-- START PROVIDED ENTRIES --

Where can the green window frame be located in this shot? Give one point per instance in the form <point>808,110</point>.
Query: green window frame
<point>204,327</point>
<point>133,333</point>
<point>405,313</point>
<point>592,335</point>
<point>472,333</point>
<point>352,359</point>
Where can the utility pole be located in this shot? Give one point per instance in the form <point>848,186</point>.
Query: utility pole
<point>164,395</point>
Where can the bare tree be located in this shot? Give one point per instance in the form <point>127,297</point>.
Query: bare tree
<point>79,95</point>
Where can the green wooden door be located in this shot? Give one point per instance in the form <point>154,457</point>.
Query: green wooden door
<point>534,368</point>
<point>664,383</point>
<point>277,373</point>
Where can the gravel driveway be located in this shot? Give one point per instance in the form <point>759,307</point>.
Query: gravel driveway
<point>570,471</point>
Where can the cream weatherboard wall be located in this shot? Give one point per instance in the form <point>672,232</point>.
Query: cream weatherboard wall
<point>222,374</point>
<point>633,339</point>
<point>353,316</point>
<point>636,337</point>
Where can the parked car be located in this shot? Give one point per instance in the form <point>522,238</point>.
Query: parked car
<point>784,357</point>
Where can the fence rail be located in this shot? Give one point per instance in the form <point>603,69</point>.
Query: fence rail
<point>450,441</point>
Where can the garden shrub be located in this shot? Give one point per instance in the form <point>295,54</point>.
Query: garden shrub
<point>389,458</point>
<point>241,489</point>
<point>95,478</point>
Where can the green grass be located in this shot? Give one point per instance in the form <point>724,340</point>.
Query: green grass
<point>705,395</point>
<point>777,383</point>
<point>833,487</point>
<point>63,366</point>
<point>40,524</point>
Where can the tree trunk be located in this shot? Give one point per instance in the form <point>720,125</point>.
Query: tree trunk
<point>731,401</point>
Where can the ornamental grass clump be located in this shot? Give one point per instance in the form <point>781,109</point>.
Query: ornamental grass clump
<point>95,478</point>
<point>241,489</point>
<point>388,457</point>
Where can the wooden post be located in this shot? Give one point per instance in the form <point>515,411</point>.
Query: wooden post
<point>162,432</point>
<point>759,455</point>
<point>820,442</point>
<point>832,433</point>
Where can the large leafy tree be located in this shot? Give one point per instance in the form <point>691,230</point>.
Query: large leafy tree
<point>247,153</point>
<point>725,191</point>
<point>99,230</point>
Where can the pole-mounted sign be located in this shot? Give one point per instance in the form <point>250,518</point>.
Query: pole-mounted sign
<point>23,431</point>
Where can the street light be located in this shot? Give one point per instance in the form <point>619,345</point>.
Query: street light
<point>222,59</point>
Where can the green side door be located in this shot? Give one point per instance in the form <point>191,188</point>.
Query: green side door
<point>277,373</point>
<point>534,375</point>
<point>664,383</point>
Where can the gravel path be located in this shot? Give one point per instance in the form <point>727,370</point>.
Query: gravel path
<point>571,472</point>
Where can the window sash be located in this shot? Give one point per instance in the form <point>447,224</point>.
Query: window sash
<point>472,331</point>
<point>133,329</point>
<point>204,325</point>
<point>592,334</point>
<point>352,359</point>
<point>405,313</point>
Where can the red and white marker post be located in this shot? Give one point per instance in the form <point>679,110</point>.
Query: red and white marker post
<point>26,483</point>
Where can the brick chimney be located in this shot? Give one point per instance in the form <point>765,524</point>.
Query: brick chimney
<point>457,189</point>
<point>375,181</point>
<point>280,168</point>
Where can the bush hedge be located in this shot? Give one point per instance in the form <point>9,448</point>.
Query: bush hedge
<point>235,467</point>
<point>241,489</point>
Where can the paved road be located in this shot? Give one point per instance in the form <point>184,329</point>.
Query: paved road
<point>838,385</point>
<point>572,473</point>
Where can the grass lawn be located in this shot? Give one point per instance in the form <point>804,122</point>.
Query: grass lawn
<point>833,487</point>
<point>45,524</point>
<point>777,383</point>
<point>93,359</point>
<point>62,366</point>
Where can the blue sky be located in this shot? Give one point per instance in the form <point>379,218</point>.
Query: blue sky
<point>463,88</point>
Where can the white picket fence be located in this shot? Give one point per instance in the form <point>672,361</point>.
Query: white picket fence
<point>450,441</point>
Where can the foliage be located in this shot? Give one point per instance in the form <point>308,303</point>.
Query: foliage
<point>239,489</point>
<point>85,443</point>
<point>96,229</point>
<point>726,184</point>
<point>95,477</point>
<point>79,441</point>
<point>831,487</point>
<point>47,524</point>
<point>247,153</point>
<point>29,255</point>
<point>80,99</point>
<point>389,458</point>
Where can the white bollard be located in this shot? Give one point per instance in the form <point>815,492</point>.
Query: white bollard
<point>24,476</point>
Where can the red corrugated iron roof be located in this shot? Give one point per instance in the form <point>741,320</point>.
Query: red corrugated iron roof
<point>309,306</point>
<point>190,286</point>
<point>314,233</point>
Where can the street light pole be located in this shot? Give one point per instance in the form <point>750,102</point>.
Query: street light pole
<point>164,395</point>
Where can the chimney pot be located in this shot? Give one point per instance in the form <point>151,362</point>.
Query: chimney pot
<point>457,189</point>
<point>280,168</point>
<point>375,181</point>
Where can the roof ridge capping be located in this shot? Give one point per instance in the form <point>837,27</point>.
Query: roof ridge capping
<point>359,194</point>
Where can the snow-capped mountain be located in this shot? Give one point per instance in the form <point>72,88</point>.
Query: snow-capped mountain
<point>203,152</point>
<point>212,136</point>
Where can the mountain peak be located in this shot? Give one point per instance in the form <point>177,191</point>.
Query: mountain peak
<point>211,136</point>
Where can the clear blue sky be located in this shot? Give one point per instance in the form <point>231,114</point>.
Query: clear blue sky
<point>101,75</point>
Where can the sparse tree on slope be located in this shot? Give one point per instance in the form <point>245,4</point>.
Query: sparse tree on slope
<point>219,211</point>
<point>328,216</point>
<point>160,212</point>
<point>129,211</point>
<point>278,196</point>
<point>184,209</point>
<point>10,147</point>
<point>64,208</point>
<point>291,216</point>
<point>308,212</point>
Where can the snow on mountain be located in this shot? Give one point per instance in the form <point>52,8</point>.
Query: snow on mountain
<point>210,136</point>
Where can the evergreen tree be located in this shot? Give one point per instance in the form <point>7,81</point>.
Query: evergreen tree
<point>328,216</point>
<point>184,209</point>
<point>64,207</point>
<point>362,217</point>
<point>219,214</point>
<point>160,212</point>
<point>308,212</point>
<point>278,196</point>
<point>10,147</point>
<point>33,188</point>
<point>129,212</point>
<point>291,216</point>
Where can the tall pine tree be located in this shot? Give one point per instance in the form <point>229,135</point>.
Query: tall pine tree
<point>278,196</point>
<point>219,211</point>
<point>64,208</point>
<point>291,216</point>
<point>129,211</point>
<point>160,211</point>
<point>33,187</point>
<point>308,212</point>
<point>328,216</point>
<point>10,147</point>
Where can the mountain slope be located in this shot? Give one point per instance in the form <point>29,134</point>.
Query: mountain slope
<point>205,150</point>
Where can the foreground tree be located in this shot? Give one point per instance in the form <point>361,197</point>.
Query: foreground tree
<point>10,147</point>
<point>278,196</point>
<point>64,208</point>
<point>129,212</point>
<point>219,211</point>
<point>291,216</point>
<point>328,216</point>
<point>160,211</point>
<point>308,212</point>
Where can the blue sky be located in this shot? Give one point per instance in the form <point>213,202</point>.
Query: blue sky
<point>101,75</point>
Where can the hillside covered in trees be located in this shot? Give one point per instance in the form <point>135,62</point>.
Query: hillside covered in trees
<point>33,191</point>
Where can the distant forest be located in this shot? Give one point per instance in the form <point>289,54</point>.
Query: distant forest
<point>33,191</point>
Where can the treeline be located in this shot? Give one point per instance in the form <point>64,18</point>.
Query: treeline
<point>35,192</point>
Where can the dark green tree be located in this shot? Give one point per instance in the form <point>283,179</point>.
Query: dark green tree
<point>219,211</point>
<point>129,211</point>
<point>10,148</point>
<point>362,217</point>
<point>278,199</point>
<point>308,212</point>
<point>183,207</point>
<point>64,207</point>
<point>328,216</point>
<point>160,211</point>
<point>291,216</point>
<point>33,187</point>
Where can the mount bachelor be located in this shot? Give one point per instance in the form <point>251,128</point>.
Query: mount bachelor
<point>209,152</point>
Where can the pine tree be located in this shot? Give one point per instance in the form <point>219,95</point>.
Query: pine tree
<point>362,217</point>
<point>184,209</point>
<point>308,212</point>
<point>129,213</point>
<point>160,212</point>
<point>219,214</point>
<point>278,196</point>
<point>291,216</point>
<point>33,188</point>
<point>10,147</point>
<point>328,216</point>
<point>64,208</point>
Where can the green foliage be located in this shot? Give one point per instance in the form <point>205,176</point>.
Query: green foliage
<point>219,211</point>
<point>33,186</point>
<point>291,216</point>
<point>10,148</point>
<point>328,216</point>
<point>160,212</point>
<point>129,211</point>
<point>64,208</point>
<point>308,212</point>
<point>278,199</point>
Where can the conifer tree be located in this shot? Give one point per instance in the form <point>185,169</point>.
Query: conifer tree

-- END PROVIDED ENTRIES --

STATED GOAL:
Please retype the stretch of the material above from the line containing "Where can the chimney" through the line containing "<point>359,194</point>", both lines included, with every character unchanged.

OUTPUT FOR THIS EXERCISE:
Where can the chimney pot be located in this shot? Give one point per instance in the form <point>151,362</point>.
Query: chimney pot
<point>457,189</point>
<point>280,168</point>
<point>375,181</point>
Where can the roof ridge capping be located in this shot? Give one point per instance in the form <point>837,27</point>.
Query: roof ridge capping
<point>359,194</point>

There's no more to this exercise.